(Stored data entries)
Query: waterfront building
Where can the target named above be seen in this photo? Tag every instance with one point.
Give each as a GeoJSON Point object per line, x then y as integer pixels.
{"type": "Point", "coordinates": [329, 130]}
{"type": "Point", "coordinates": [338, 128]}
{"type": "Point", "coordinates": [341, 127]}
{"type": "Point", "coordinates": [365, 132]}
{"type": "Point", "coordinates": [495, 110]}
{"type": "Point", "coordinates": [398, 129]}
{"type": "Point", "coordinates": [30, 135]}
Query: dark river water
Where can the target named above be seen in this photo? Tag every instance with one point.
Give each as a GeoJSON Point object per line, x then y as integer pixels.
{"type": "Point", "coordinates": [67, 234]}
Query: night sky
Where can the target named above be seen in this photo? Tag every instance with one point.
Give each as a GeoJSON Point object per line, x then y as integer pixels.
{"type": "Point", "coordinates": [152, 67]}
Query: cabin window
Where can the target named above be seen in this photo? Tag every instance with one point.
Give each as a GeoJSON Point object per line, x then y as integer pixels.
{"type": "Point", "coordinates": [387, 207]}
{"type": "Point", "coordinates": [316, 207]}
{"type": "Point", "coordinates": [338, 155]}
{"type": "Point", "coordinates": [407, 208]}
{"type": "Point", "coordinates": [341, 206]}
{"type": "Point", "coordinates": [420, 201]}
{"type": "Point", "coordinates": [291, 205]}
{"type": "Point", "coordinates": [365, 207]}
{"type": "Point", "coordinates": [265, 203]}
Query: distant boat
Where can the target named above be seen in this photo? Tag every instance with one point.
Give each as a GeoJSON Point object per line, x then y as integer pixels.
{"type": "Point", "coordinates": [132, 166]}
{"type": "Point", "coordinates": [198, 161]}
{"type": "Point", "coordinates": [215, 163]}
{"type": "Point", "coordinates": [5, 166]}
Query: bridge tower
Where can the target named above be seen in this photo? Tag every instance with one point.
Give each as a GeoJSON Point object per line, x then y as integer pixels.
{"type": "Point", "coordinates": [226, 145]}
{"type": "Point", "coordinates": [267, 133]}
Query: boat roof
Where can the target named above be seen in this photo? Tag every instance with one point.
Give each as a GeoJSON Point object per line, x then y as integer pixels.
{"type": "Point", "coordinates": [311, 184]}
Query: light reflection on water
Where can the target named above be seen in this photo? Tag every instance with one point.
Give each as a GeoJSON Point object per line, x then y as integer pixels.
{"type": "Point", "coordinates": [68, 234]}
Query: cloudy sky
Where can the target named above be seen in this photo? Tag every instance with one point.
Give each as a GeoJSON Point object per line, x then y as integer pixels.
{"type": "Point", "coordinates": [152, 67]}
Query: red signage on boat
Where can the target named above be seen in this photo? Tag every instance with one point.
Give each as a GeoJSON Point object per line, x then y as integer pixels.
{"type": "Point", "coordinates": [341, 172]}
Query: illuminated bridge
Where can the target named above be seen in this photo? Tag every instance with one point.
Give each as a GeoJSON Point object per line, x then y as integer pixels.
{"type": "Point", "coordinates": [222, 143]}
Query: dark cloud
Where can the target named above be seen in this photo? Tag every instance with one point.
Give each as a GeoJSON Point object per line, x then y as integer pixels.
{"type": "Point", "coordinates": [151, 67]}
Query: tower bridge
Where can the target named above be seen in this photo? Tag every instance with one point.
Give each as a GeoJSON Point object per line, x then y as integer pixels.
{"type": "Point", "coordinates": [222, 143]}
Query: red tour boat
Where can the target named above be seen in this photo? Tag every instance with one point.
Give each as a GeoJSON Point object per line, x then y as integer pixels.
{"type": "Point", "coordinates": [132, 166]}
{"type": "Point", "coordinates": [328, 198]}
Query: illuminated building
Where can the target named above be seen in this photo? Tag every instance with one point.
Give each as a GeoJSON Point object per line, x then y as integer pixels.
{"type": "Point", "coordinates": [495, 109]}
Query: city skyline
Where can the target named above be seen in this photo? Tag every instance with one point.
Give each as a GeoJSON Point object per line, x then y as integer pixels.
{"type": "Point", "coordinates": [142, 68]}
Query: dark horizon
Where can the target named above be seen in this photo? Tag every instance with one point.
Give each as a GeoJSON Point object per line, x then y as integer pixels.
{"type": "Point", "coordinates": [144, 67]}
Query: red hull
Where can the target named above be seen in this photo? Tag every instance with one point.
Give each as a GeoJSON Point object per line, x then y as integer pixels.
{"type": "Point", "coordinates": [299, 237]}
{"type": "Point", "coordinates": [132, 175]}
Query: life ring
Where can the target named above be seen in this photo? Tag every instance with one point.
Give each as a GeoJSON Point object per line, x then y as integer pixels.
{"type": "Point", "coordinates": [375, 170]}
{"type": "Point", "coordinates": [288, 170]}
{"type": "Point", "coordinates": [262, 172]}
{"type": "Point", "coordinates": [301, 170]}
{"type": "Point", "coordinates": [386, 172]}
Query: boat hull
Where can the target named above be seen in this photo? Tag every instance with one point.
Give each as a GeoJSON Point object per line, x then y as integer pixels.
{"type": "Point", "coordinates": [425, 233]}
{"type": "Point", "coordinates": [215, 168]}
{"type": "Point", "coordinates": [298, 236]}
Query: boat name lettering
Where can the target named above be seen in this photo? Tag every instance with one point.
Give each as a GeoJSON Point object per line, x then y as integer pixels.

## Goal of the exercise
Write out each record exactly, without addition or omission.

## Result below
Query: waterfront building
Where can the target named above be seen in this photo? Tag every instance with one point.
Give each as a GeoJSON Point object per line, x then y as integer pixels.
{"type": "Point", "coordinates": [329, 130]}
{"type": "Point", "coordinates": [338, 128]}
{"type": "Point", "coordinates": [341, 127]}
{"type": "Point", "coordinates": [365, 132]}
{"type": "Point", "coordinates": [495, 110]}
{"type": "Point", "coordinates": [398, 129]}
{"type": "Point", "coordinates": [30, 135]}
Query: dark river water
Where can the target named above be seen in this photo? Tag every instance with one point.
Give each as a GeoJSON Point object per line, x then y as integer pixels.
{"type": "Point", "coordinates": [67, 234]}
Query: night sky
Where can the target named above be seen in this photo? Tag every instance with one point.
Give each as a GeoJSON Point object per line, x then y as integer pixels.
{"type": "Point", "coordinates": [152, 67]}
Query: cabin window
Where can the target named above be seen in this photo? Tag every instance with one point.
Give each as a GeoJSON Point object per line, x then y as integer pixels.
{"type": "Point", "coordinates": [387, 207]}
{"type": "Point", "coordinates": [316, 207]}
{"type": "Point", "coordinates": [338, 155]}
{"type": "Point", "coordinates": [407, 208]}
{"type": "Point", "coordinates": [341, 206]}
{"type": "Point", "coordinates": [420, 201]}
{"type": "Point", "coordinates": [291, 205]}
{"type": "Point", "coordinates": [365, 207]}
{"type": "Point", "coordinates": [265, 203]}
Query: distant boat
Where can the target named above be seen in this photo? Tag every instance with one point.
Give each as a GeoJSON Point object per line, x then y as integer pixels.
{"type": "Point", "coordinates": [132, 166]}
{"type": "Point", "coordinates": [198, 161]}
{"type": "Point", "coordinates": [215, 163]}
{"type": "Point", "coordinates": [5, 166]}
Query: bridge tower
Where can the target named above be seen in this photo? Tag every instance with one point.
Give each as a GeoJSON Point object per line, x then y as integer pixels.
{"type": "Point", "coordinates": [226, 145]}
{"type": "Point", "coordinates": [267, 133]}
Query: boat roof
Where can the target named above be seen in this photo? Tag every instance with one point.
Give each as a GeoJSON Point object per line, x then y as integer pixels.
{"type": "Point", "coordinates": [311, 184]}
Query: light reflection on water
Where can the target named above be seen in this photo? Tag every instance with one point.
Give each as a GeoJSON Point object per line, x then y as integer pixels.
{"type": "Point", "coordinates": [68, 234]}
Query: cloudy sky
Where can the target named above be seen in this photo? Tag every instance with one point.
Give each as a GeoJSON Point object per line, x then y as integer pixels.
{"type": "Point", "coordinates": [152, 67]}
Query: red signage on boat
Where can the target named above be seen in this photo? Tag every instance with one point.
Give each as a GeoJSON Point object per line, x then y as integer pixels.
{"type": "Point", "coordinates": [341, 172]}
Query: illuminated bridge
Where can the target named above be seen in this photo? Tag every instance with one point.
Give each as a GeoJSON Point object per line, x then y as integer pixels.
{"type": "Point", "coordinates": [222, 143]}
Query: dark cloud
Where can the target named above be seen in this photo? Tag every instance with one point.
Give each as a GeoJSON Point object per line, x then y as integer pixels.
{"type": "Point", "coordinates": [151, 67]}
Query: tower bridge
Where can the target named above be seen in this photo? Tag every instance with one point.
Give each as a GeoJSON Point object per line, x then y as integer pixels.
{"type": "Point", "coordinates": [222, 143]}
Query: red tour boat
Where can the target named above be seen in this photo? Tag every instance with one point.
Give each as a GeoJSON Point object per line, x then y as integer pixels.
{"type": "Point", "coordinates": [132, 166]}
{"type": "Point", "coordinates": [328, 198]}
Query: illuminated building
Where can the target named above be seen in this photo? Tag every instance with one point.
Give each as a GeoJSON Point object per line, x then y as integer pixels.
{"type": "Point", "coordinates": [495, 109]}
Query: city skyline
Where can the target named above be seen in this photo? Tag every instance with one point.
Give each as a GeoJSON Point object per line, x then y as integer pixels.
{"type": "Point", "coordinates": [142, 68]}
Query: dark horizon
Where can the target named above be seen in this photo? Tag every instance with one point.
Give each as a GeoJSON Point object per line, x then y as integer pixels.
{"type": "Point", "coordinates": [144, 67]}
Query: red hull
Where can the target named above be seen in this photo? Tag every instance with one point.
Give each as a GeoJSON Point object per line, x then y as integer pixels.
{"type": "Point", "coordinates": [299, 237]}
{"type": "Point", "coordinates": [132, 175]}
Query: life ring
Where can the target named above be seen in this photo? Tag every instance with one point.
Give each as a GeoJSON Point object per line, x then y as integer pixels.
{"type": "Point", "coordinates": [375, 170]}
{"type": "Point", "coordinates": [288, 170]}
{"type": "Point", "coordinates": [262, 172]}
{"type": "Point", "coordinates": [301, 170]}
{"type": "Point", "coordinates": [386, 172]}
Query: boat hull
Where can the target named above be seen in this photo? Tag every instance with one point.
Give each as a GeoJSON Point object per line, x then y as integer pixels.
{"type": "Point", "coordinates": [425, 233]}
{"type": "Point", "coordinates": [215, 168]}
{"type": "Point", "coordinates": [298, 236]}
Query: boat name lettering
Where can the target named above be seen in this photo? Tag every instance with one point.
Give each as a GeoJSON Point object per line, x then y as integer pixels.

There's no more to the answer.